[Start of Attachment]

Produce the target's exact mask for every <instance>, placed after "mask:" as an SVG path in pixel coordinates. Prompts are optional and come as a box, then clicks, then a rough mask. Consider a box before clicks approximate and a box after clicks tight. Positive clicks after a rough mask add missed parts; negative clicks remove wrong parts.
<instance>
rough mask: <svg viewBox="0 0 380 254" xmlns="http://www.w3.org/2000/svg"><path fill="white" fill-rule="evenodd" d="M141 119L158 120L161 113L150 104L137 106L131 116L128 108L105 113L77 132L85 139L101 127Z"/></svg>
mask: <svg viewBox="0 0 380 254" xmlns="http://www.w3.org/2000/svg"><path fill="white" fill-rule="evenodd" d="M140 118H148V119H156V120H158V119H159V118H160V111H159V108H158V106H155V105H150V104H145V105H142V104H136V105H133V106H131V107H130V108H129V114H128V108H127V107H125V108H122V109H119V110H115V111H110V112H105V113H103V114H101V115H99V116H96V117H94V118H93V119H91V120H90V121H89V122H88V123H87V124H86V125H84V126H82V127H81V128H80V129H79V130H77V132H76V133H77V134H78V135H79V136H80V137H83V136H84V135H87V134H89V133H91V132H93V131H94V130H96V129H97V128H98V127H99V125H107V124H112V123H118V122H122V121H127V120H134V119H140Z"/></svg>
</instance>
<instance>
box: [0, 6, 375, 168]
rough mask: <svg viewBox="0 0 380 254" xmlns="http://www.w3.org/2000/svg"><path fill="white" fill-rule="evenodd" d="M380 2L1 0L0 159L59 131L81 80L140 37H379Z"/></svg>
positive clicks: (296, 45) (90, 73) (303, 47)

[End of Attachment]

_Work required:_ Working from the entries above, filter out every line that lacks "clicks" and copy what remains.

_Finished task:_
Produce the target's exact mask for every <instance>, placed after "mask:" as an SVG path in pixel coordinates. Prompts are optional and come as a box, then clicks, then a rough mask. Consider a box before clicks approximate and a box after clicks tight. Positive clicks after a rough mask add missed parts; negative clicks remove wrong parts.
positive clicks: (296, 45) (90, 73) (303, 47)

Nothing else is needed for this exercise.